Will drum-playing bacteria be the next big thing in fighting antibacterial resistance?

Zen philosophers may ponder the sound of one hand clapping, but researchers have recorded the sound of one bacterium playing the drum.

What’s more, this acoustic enquiry may provide another tool in the struggle against antibiotic resistance.

According to the World Health Organisation fact sheet on the subject: “Antibiotic resistance is one of the biggest threats to global health, food security, and development today.

“Bacteria, not humans or animals, become antibiotic-resistant. These bacteria may infect humans and animals, and the infections they cause are harder to treat than those caused by non-resistant bacteria.”

To determine whether bacteria are becoming resistant to an antibiotic, researchers need to know whether the drugs can efficiently kill off a bacterium.

By recording the sounds of a bacterium playing a microscopic drum, researchers from TU Delft, in the Netherlands, led by Dr Farbod Alijani were able to efficiently check the health of bacterium using sound. Their work was published yesterday in the journal Nature Nanotechnology.

So, how can a bacterium bang a drum?

The researchers were originally investigating the drum, which is a form of carbon called graphene, not the drummer.

“Graphene is a form of carbon consisting of a single layer of atoms and is also known as the wonder material,” says Alijani. “It’s very strong with nice electrical and mechanical properties, and it’s also extremely sensitive to external forces.”

To test this sensitivity the team decided to see what would happen if the graphene encountered a single biological object… a single E. coli bacterium.

“What we saw was striking!” says Alijani. “When a single bacterium adheres to the surface of a graphene drum, it generates random oscillations with amplitudes as low as a few nanometers that we could detect. We could hear the sound of a single bacterium.”

The majority of the oscillations were being driven by the E. coli’s flagella. Flagella are the tail or hair-like structures of the cell surface that wiggle and twist, propelling the cell.

> _Dataset items_:
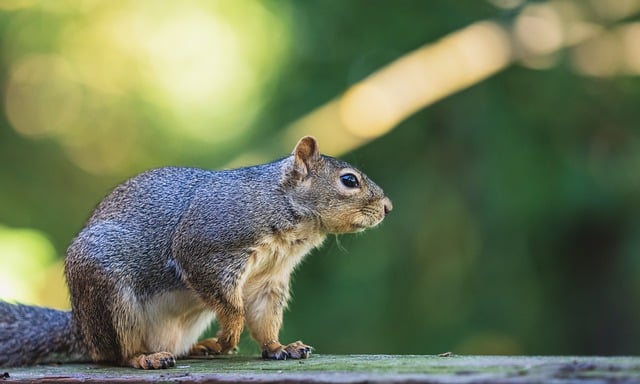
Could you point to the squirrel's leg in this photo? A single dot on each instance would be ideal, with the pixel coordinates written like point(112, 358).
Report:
point(231, 321)
point(264, 304)
point(158, 360)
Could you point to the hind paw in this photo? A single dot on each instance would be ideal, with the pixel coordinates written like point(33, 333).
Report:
point(158, 360)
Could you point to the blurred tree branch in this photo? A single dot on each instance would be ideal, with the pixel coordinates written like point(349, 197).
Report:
point(378, 103)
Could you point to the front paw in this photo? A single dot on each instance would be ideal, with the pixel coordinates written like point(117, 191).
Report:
point(277, 351)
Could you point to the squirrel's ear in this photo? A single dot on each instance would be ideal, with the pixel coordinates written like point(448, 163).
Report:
point(305, 155)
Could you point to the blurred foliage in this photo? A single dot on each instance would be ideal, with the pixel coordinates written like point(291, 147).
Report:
point(516, 222)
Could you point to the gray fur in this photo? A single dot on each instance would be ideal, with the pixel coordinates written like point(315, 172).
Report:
point(170, 229)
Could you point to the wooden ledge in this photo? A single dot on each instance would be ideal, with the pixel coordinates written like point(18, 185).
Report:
point(349, 369)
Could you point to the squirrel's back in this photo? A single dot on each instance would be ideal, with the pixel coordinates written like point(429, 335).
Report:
point(171, 248)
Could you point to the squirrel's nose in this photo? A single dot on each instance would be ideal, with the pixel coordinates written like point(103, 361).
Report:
point(388, 206)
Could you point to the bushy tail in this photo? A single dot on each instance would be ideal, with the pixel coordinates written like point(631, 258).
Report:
point(31, 335)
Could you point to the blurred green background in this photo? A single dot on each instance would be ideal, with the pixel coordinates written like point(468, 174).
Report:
point(516, 226)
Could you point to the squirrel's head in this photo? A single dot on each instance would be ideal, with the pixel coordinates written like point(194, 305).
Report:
point(343, 198)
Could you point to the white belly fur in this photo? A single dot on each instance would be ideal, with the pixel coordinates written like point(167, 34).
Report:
point(172, 322)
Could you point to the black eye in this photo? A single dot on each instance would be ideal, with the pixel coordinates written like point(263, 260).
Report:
point(349, 180)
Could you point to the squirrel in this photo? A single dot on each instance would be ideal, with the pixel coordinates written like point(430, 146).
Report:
point(172, 249)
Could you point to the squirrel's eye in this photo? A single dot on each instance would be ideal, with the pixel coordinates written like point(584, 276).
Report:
point(349, 180)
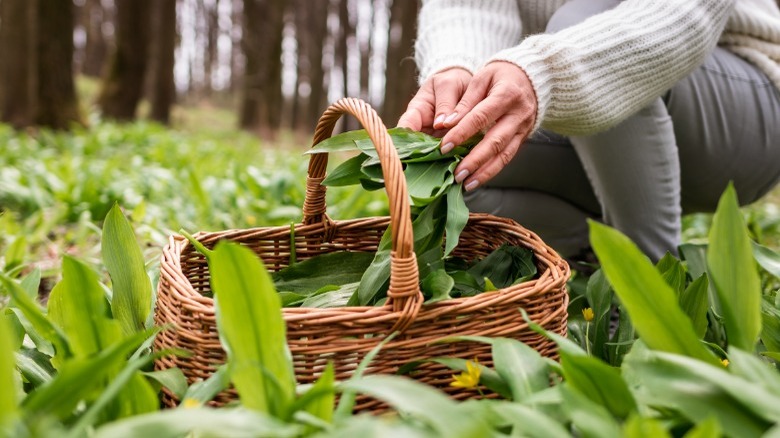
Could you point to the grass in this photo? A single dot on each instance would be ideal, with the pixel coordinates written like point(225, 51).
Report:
point(203, 174)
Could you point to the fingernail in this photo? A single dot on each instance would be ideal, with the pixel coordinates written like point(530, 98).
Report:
point(463, 174)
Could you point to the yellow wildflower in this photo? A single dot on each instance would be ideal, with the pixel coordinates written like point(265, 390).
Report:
point(468, 378)
point(587, 313)
point(190, 403)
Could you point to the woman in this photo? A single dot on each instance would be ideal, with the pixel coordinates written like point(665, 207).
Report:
point(631, 112)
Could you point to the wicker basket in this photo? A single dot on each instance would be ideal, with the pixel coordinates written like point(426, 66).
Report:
point(344, 335)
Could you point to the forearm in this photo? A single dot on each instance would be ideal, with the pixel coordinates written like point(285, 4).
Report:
point(464, 33)
point(591, 76)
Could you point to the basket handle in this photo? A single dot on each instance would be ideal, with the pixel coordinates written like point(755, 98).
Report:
point(404, 294)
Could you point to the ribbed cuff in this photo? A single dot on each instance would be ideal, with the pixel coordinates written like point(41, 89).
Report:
point(533, 64)
point(446, 62)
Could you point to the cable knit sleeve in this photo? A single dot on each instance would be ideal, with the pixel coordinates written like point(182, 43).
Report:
point(464, 33)
point(593, 75)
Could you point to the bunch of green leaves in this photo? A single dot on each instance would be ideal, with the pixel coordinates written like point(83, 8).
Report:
point(56, 187)
point(438, 208)
point(330, 280)
point(84, 360)
point(670, 382)
point(692, 278)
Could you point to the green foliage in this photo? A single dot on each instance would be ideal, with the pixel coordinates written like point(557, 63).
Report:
point(647, 297)
point(260, 364)
point(733, 272)
point(132, 290)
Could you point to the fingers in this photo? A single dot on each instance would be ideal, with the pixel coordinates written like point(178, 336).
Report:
point(492, 154)
point(475, 112)
point(435, 100)
point(448, 89)
point(411, 119)
point(419, 113)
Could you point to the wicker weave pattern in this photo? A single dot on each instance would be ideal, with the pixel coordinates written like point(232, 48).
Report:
point(344, 335)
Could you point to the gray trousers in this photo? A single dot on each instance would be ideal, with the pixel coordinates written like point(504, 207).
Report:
point(676, 156)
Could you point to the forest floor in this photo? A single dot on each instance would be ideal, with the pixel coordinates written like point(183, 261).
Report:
point(200, 174)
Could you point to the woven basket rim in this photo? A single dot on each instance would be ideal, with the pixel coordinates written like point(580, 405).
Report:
point(551, 278)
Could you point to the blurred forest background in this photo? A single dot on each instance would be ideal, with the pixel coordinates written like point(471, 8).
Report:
point(275, 63)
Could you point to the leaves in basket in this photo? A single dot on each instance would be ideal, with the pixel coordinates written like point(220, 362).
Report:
point(457, 217)
point(308, 276)
point(347, 173)
point(405, 140)
point(505, 266)
point(252, 330)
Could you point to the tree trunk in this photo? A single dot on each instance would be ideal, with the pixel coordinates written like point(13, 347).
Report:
point(400, 72)
point(342, 54)
point(163, 47)
point(96, 46)
point(365, 57)
point(36, 76)
point(123, 81)
point(211, 57)
point(18, 71)
point(317, 32)
point(57, 105)
point(262, 43)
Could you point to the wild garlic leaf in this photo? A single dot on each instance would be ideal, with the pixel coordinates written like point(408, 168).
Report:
point(347, 173)
point(457, 217)
point(338, 268)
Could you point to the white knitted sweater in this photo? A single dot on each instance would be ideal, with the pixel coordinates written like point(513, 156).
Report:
point(592, 75)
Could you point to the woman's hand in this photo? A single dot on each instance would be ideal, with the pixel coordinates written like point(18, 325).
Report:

> _AIM OF THE TASK_:
Write the next part of the article on bacteria drumming on graphene, beginning after its final sentence.

> _RESPONSE_:
“To understand how tiny these flagellar beats on graphene are, it’s worth saying that they are at least 10 billion times smaller than a boxer’s punch when reaching a punch bag,” Alijani says. “Yet, these nanoscale beats can be converted to soundtracks and listened to – and how cool is that?”

But how can bacteria that have caught the beat be used to fight disease?

This research is still early days, but Alijani and his team are hopeful that it could be used to identify bacteria that has become resistant to antibiotics.

When a resistant bacterium was exposed to antibiotics on the graphene drum, its oscillations continued at the same level – the beat did not stop.

But when bacteria were susceptible to a drug, the rhythm would die along with the bacterium. After antibiotic exposure these dying bacteria would beat out a song that was operatic in length if not in scale. The vibrations they created would slowly decrease over the span of one or two hours until eventually they ceased.

The wonder of this technology is that it can detect antibiotic resistance at the scale of a single cell.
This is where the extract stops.